DOCUMENT
We found Oklahoma City beautiful.  Red dirt, lots of buildings of local red stone, flat but not unpleasingly so, highways that work with service roads like Houston.  Lots of subdivisions and fast food, and blocks laid out way too big to work for anything other than cars.  I think the weather would kill us (literally, Ari and Marshall recently installed a “hidey-hole”, a cellar to wait out tornadoes and storms), but we liked what we saw. 

 

The architect of note in Oklahoma is Bruce Goff.  He was working as an untrained but professional architect at age 12.  He designed many Art Deco buildings around Tulsa, was influenced by Frank Lloyd Wright, and enlisted with the SeaBees in World War II.  Post-war he created the School of Architecture at University of Oklahoma, and developed his own unique style.  Aside from a pavilion at L.A. County Museum of Art and a few houses around Chicago and Massachusetts, you have to come to Oklahoma to see his work.  Tragically, he was not shy about being gay, was entrapped with a teenager by a developer he opposed, and dismissed from the University in disgrace.  Then forced to leave Norman entirely.  He lived for many years north of Tulsa, but never again had the practice that his talent deserved. 

 

Goff’s most important building, the Bavinger House, had been nearby, but neglected by its owner was destroyed by a tornado a few years ago.  Still up, though, is the OU-owned Ledbetter House.  Very cool, Prairie-low, with 1950’s Moderne touches, and two funky round awnings that hung like giant parasols to cover the entry drive and patio.  Mature Goff work is noted for his use of unusual and inexpensive materials; here, diamond-shaped panes of glass were originally ashtrays bought from the local five-and-dime.  Like no other home we’ve seen.

 

We had been having problems with the tire pressure warning light on the car, so drove up to Will Rogers Airport to exchange it at the Hertz there.  Eh, the replacement had the same problem, suspect it is a model issue.  Drove northwest through the suburban-acting (but still legally part of OKC) Lake Overholser neighborhood, and on to Route 66 Park.  The city created this park to commemorate their place on the Route; nice concrete and tile work map major stops on the highway from Santa Monica to Chicago.  We liked the lakeside terrace and landscaping, but it is totally a park you need to drive to, not a part of a neighborhood.

 

We got lunch on Classen Avenue, OKC’s Asian District.  Actually, a Vietnamese district, but we’re not ones to quibble.  Excellent papaya salad, broken rice, and noodles.  From there it was a short drive to the Paseo Arts District.  The Paseo had been developed by J.C. Nichols (Kansas City, the Plaza: pay attention!  There will be a quiz!) as a more Mexican-themed attempt at same, but in OKC it didn’t really fly.  The buildings are now filled with artists’ studios, funky shopping, bars, and restaurants.  Fun.

PROVIDED INFORMATION
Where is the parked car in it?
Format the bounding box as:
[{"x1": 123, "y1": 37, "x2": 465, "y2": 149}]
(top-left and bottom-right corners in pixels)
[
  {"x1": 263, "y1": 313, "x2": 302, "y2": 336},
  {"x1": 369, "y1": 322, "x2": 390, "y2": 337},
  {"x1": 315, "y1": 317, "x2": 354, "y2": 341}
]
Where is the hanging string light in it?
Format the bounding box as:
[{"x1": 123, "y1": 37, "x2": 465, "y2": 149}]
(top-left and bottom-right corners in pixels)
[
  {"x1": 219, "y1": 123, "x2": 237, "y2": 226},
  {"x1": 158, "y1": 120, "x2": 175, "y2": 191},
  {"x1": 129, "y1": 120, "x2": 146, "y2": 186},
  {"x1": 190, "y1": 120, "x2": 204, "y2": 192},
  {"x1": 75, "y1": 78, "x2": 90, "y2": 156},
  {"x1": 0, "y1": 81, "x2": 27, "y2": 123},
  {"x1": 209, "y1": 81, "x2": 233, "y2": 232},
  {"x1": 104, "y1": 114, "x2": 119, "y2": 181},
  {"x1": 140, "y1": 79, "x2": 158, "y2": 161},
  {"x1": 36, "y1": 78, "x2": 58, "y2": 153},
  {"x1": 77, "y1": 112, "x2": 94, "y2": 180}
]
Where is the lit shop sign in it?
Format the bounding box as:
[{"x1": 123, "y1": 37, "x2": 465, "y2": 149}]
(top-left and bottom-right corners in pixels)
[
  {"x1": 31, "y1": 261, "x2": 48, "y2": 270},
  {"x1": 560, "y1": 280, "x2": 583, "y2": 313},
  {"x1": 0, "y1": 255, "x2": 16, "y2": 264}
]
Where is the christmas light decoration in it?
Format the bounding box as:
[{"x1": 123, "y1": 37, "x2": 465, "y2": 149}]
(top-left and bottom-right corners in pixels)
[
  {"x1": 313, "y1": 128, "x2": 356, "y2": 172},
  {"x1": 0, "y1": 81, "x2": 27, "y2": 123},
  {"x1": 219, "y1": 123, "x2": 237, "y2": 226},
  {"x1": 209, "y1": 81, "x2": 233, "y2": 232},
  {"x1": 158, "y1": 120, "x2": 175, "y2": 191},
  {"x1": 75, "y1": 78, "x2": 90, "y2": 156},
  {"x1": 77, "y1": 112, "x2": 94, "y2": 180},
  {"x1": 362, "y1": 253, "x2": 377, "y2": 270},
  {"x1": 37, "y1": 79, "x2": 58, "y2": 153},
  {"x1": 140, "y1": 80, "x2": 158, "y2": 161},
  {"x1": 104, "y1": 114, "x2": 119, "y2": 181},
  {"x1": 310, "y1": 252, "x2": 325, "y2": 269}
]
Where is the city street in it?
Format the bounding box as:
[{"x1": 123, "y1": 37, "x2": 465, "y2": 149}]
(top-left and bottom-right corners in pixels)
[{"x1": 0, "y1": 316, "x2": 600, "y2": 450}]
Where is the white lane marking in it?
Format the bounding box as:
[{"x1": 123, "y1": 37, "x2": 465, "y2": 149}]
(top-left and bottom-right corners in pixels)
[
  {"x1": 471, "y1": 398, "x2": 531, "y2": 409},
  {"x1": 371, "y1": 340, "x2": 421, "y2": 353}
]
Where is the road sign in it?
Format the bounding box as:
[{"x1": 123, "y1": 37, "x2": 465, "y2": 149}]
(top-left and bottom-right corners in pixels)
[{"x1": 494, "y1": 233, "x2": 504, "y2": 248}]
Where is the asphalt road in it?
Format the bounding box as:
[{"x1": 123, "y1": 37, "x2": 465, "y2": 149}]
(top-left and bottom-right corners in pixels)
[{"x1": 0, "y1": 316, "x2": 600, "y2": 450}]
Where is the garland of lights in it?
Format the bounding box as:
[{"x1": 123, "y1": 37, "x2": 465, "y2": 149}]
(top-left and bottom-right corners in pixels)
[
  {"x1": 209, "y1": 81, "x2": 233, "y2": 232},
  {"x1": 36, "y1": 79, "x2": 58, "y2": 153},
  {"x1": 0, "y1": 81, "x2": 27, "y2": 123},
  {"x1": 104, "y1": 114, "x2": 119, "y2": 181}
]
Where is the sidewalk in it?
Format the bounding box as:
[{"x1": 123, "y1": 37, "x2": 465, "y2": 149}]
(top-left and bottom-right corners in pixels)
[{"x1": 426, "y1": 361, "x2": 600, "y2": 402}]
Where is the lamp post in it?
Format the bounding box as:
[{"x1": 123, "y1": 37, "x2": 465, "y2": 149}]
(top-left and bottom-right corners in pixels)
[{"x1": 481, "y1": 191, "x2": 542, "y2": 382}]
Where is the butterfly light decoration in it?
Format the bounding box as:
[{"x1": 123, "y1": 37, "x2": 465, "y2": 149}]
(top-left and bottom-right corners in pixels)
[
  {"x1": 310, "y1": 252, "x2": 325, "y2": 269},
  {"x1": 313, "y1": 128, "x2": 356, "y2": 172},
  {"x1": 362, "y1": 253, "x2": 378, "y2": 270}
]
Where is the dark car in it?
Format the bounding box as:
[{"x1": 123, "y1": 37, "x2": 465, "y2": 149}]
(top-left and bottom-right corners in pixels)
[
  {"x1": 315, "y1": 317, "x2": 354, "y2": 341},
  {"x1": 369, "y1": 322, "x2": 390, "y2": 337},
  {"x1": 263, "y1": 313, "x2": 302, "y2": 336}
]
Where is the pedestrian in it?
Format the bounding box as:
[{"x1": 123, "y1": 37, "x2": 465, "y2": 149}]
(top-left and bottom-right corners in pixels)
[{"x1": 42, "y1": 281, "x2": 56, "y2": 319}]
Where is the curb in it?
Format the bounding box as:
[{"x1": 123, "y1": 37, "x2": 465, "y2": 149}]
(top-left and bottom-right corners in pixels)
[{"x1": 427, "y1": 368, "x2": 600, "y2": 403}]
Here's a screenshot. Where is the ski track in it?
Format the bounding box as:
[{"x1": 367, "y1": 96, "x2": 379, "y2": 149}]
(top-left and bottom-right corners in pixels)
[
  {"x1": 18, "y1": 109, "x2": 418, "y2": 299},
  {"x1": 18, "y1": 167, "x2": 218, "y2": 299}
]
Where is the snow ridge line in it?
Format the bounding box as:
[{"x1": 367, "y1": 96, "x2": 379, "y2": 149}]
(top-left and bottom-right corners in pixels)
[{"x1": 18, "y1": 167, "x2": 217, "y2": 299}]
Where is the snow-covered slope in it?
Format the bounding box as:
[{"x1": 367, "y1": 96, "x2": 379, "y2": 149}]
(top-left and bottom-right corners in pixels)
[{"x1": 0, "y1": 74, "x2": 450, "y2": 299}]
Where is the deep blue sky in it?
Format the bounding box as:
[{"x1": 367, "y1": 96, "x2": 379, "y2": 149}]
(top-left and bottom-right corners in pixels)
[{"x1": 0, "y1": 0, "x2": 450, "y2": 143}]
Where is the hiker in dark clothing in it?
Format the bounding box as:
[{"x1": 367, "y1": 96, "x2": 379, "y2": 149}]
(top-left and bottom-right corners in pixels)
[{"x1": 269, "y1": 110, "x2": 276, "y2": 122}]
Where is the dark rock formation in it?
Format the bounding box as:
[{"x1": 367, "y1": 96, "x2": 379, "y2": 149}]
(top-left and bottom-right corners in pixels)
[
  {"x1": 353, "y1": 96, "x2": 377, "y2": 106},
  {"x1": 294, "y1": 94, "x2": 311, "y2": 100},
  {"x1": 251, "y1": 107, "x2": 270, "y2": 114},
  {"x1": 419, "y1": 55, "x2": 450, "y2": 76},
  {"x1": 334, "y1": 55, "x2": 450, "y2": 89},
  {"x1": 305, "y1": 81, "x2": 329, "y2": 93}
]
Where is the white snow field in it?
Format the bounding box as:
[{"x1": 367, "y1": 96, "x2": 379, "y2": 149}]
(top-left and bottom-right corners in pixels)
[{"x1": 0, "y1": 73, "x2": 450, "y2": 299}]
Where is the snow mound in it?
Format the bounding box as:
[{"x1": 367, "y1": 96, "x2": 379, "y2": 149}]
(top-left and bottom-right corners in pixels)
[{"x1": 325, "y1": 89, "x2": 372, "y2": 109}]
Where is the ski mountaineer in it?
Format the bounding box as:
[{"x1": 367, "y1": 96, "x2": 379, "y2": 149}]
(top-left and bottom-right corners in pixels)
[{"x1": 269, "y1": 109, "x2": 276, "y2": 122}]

TASK DIRECTIONS
Translate this sentence from the Oklahoma City travel text into Spanish: "He was working as an untrained but professional architect at age 12." The records have nothing to do with the Oklahoma City travel text.

SOLUTION TO THE PROBLEM
A los 12 años ya trabajaba como arquitecto profesional, aunque sin formación.